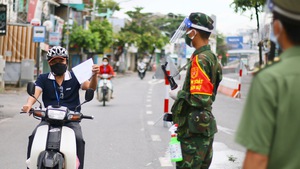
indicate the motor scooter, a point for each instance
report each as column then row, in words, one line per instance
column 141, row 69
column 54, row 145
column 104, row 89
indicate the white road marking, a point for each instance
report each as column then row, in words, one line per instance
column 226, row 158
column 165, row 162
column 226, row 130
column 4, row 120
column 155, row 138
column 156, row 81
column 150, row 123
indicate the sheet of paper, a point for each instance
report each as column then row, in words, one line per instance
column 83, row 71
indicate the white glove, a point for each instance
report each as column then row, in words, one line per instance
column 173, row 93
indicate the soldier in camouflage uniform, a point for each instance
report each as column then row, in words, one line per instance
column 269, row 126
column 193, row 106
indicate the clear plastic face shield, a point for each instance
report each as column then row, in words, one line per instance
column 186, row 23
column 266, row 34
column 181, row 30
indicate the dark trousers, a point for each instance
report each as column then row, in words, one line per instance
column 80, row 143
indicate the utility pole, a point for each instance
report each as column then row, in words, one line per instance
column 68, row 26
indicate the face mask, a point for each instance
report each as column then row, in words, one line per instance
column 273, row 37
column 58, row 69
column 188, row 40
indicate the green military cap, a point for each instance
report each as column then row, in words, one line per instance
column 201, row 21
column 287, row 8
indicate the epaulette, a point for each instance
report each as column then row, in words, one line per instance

* * *

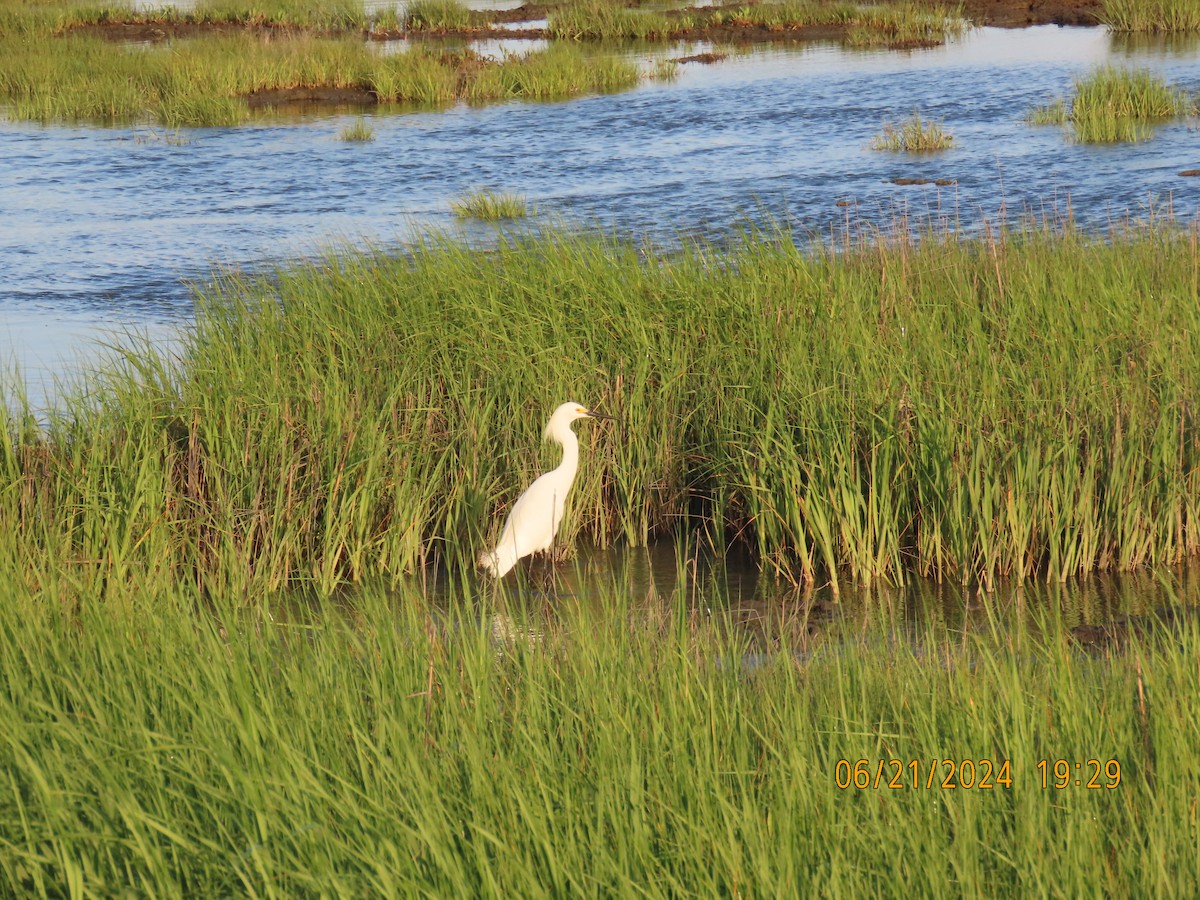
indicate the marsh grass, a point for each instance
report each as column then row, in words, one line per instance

→ **Directions for this task**
When you reach the line in the material above that holds "indicate the soldier", begin reproducing lines exactly, and stop after the line that holds "indicate the face".

→ **Written solution**
indicate the soldier in camouflage uniform, a point for each instance
report each as column then row, in words, one line per instance
column 269, row 126
column 193, row 106
indicate the clear plastic face shield, a point for each instance
report each as column then row, in words, one line per instance
column 186, row 23
column 266, row 34
column 181, row 30
indicate the dark trousers, a point for each instance
report each as column then row, in words, one line per instance
column 80, row 143
indicate the utility pole, a point for each instance
report each as column then row, in words, one line per instance
column 68, row 26
indicate the face mask, a point for each instance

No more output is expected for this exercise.